TASK: In the comment thread debating leadership, what does Philip say Raphael Tuju's bringing of water from Lake Victoria encouraged?

SELECTED PASSAGE:
____

Poor Mpesa has met his match in Mwarangethe.

Scores, 10:0 in favor of Mwarangethe.

Mpesa should just crawl back to Jukwaa and continue the raila worshipping chorus with kina Chris and mzee Taabu.

Philip said...

According to Mwarangethe:

"To believe that voting certain persons will change anything in a dysfunctional system is nothing, but, taking opium. Keep on enjoying the opium brother."

According to me:

What cause the dysfunctional system? By BING BANG? No, but by human beings. Even French revolution had a leader or many leaders who guided it, so don't tell us that leadership is useless, unless I got you wrong.

Leadership can only be useless if it follows the same dysfunctional system. But even where it follows the same dysfunctional system there can be some traces of veering away from that system, which to me needs to be appreciated, however small it is. There is no way you can tell me the likes of Raphael Tuju, who among other things, "pulled water" all the way from Lake Victoria, that encouraged farming in his once poverty stricken area, did a useless work.

So I hope you'll appreciate little things that some of our leaders have done.

Mwarang'ethe said...

Philip wrote

There is no way you can tell me the likes of Raphael Tuju, who among other things, "pulled water" all the way from Lake Victoria, that encouraged farming in his once poverty stricken area, did a useless work.

____

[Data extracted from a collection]

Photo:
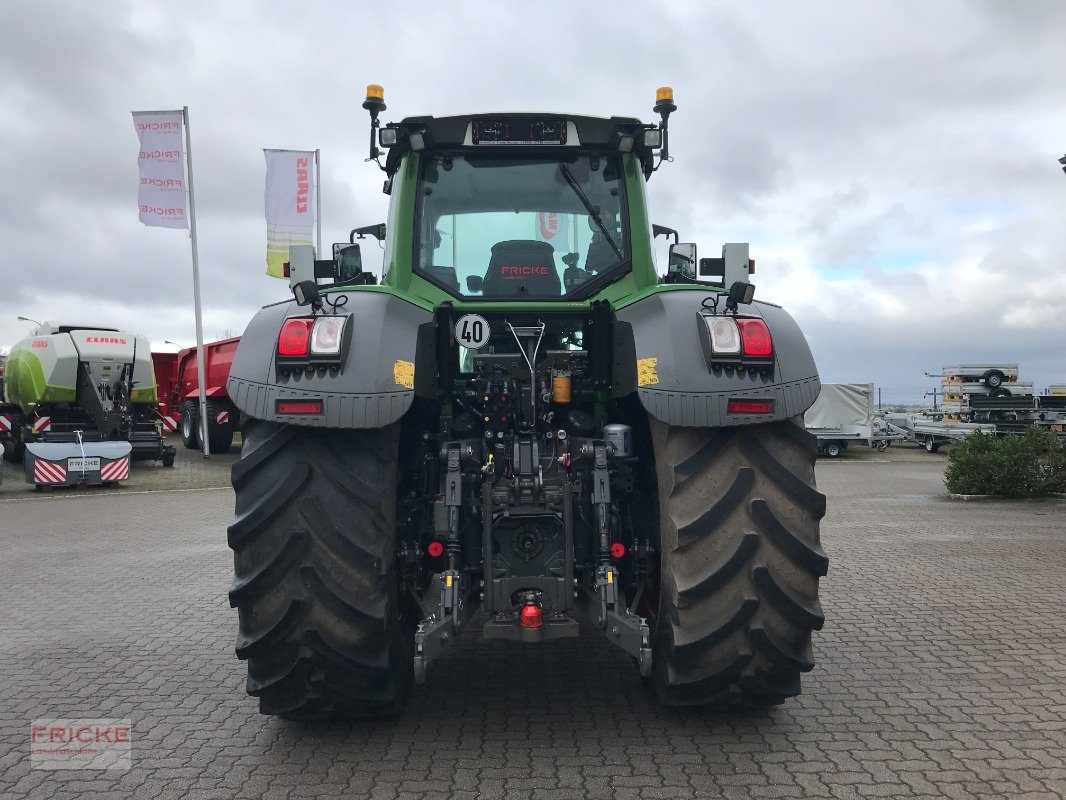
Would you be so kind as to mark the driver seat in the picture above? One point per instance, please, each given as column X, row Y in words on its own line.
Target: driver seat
column 521, row 267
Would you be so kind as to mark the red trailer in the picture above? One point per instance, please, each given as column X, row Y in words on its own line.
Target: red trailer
column 179, row 393
column 164, row 365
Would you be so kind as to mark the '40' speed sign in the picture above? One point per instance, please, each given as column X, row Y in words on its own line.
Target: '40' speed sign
column 471, row 331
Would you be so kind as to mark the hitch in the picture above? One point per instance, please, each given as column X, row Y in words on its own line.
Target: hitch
column 620, row 625
column 441, row 627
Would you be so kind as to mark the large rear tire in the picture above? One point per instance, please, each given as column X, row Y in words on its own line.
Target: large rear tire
column 190, row 425
column 740, row 563
column 322, row 624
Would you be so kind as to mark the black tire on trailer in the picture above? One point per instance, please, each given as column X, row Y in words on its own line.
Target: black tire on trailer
column 190, row 426
column 220, row 435
column 323, row 625
column 740, row 563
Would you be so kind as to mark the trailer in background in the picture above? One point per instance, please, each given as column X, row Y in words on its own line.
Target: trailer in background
column 182, row 395
column 843, row 415
column 934, row 433
column 163, row 365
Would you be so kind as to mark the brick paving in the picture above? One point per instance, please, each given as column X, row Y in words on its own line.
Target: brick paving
column 941, row 670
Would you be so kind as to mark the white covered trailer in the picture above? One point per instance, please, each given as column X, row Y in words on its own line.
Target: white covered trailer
column 843, row 415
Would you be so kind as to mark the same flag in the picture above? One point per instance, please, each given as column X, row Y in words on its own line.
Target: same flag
column 290, row 205
column 161, row 195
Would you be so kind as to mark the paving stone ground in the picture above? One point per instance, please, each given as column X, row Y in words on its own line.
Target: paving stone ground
column 941, row 670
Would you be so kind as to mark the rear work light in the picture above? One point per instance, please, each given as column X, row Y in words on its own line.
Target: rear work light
column 725, row 335
column 322, row 339
column 326, row 335
column 743, row 342
column 299, row 406
column 750, row 406
column 293, row 341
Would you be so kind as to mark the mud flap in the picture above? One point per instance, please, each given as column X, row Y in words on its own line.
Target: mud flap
column 70, row 464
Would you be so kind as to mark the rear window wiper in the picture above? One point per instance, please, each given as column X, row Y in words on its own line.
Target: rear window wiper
column 591, row 209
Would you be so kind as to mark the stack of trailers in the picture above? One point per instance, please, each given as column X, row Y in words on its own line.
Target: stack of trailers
column 1015, row 414
column 933, row 433
column 843, row 415
column 960, row 382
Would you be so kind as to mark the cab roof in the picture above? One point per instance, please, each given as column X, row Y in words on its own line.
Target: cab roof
column 451, row 132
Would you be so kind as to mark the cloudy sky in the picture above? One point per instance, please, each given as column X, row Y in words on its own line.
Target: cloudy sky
column 892, row 164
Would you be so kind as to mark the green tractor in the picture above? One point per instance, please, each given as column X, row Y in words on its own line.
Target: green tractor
column 520, row 426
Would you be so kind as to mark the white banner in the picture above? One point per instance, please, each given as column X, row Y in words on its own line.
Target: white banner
column 162, row 193
column 290, row 205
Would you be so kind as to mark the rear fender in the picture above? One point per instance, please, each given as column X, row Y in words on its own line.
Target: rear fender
column 374, row 386
column 675, row 383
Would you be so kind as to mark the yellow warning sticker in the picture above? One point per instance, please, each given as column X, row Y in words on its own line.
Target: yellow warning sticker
column 403, row 372
column 646, row 374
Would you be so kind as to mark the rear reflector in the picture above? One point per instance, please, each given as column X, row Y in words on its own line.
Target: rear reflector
column 750, row 406
column 756, row 337
column 293, row 339
column 531, row 617
column 299, row 406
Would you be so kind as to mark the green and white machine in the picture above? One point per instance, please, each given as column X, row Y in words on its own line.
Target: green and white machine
column 523, row 418
column 80, row 403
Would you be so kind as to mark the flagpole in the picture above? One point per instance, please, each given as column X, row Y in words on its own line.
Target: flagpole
column 318, row 203
column 196, row 300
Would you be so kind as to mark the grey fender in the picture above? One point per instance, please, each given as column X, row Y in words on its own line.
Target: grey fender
column 374, row 385
column 675, row 383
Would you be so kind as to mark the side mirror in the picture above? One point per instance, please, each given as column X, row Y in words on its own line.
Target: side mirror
column 682, row 260
column 377, row 232
column 740, row 293
column 349, row 261
column 306, row 292
column 658, row 230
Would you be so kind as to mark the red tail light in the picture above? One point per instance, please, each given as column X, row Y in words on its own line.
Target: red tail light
column 294, row 337
column 750, row 406
column 756, row 337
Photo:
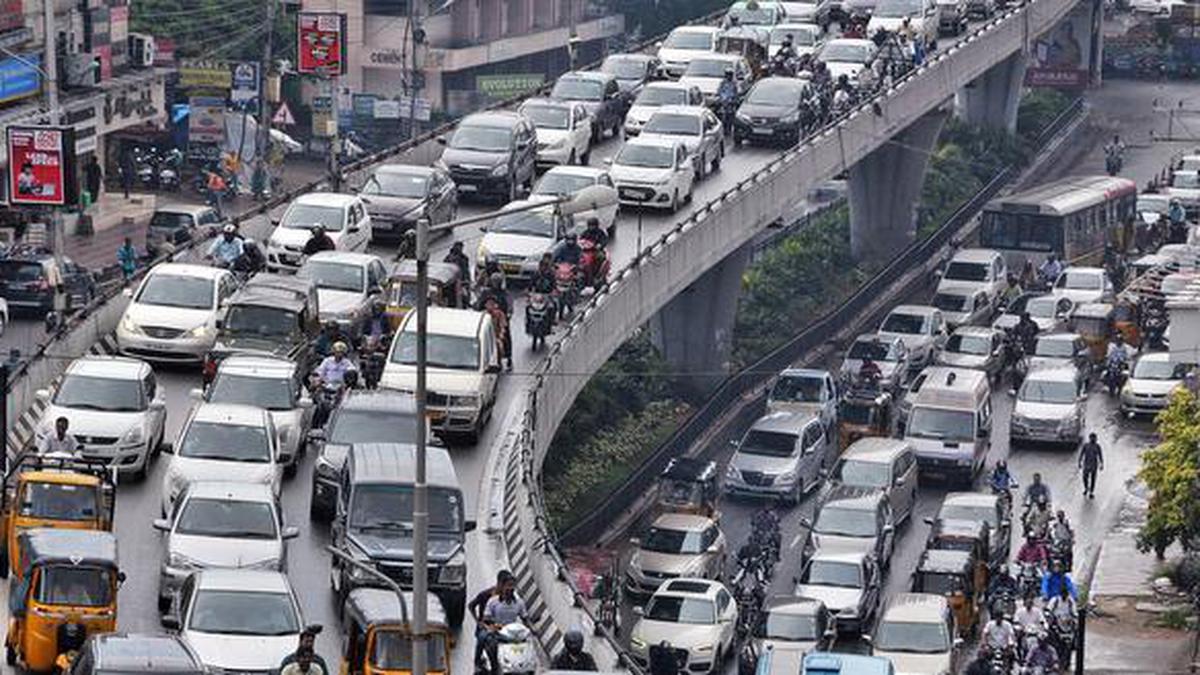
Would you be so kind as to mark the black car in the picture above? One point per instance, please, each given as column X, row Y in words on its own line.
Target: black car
column 491, row 154
column 400, row 195
column 600, row 94
column 771, row 112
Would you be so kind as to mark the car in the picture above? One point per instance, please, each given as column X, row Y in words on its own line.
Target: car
column 564, row 131
column 683, row 45
column 653, row 173
column 696, row 616
column 564, row 181
column 976, row 347
column 117, row 410
column 676, row 544
column 1151, row 382
column 1049, row 407
column 697, row 127
column 772, row 112
column 221, row 524
column 222, row 442
column 1084, row 285
column 655, row 95
column 274, row 384
column 492, row 154
column 850, row 585
column 847, row 57
column 520, row 234
column 780, row 455
column 397, row 196
column 347, row 285
column 600, row 95
column 633, row 71
column 239, row 620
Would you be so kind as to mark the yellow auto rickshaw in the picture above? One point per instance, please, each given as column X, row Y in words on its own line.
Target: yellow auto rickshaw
column 60, row 493
column 379, row 640
column 66, row 591
column 447, row 290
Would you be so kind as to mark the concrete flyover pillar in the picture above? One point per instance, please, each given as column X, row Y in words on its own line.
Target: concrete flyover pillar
column 694, row 332
column 991, row 100
column 885, row 187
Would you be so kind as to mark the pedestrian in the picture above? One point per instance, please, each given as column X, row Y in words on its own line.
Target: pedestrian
column 1091, row 460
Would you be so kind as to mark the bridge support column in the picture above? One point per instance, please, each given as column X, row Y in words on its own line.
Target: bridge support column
column 993, row 99
column 694, row 332
column 885, row 187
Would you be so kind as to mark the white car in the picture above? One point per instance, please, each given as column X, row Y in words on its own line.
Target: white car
column 239, row 620
column 343, row 216
column 564, row 131
column 115, row 411
column 653, row 173
column 655, row 95
column 694, row 615
column 223, row 442
column 562, row 181
column 173, row 314
column 683, row 45
column 699, row 129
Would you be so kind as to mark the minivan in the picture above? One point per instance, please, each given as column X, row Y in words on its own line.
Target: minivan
column 951, row 423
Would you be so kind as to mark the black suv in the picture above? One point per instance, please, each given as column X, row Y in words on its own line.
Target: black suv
column 492, row 154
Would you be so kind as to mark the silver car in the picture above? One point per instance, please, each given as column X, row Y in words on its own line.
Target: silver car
column 221, row 524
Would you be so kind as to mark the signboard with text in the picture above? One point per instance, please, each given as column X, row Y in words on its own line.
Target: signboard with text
column 42, row 163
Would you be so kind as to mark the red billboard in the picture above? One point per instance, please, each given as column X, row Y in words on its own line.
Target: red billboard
column 321, row 40
column 41, row 166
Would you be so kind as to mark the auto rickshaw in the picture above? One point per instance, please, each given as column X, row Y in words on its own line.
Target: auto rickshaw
column 689, row 485
column 379, row 640
column 60, row 493
column 957, row 575
column 67, row 578
column 447, row 290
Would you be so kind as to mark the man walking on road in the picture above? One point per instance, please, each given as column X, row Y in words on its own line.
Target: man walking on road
column 1091, row 460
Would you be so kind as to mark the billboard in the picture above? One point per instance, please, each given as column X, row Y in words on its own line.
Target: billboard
column 321, row 41
column 42, row 166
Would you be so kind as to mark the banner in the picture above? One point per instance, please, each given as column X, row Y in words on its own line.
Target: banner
column 42, row 166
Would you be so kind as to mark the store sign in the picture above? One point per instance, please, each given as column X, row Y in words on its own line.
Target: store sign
column 42, row 166
column 321, row 41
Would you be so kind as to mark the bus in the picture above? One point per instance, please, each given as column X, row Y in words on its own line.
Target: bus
column 1073, row 217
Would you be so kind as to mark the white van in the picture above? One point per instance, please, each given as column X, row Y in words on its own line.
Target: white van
column 951, row 423
column 463, row 369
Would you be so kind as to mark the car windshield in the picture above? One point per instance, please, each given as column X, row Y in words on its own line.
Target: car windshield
column 1036, row 390
column 647, row 156
column 226, row 442
column 177, row 291
column 243, row 613
column 912, row 637
column 941, row 424
column 442, row 351
column 665, row 541
column 100, row 393
column 677, row 609
column 673, row 124
column 58, row 501
column 390, row 507
column 549, row 117
column 481, row 138
column 304, row 216
column 227, row 518
column 270, row 393
column 861, row 472
column 577, row 89
column 397, row 184
column 768, row 443
column 75, row 585
column 843, row 521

____

CORRECT RESULT: It encouraged farming in his once poverty-stricken area.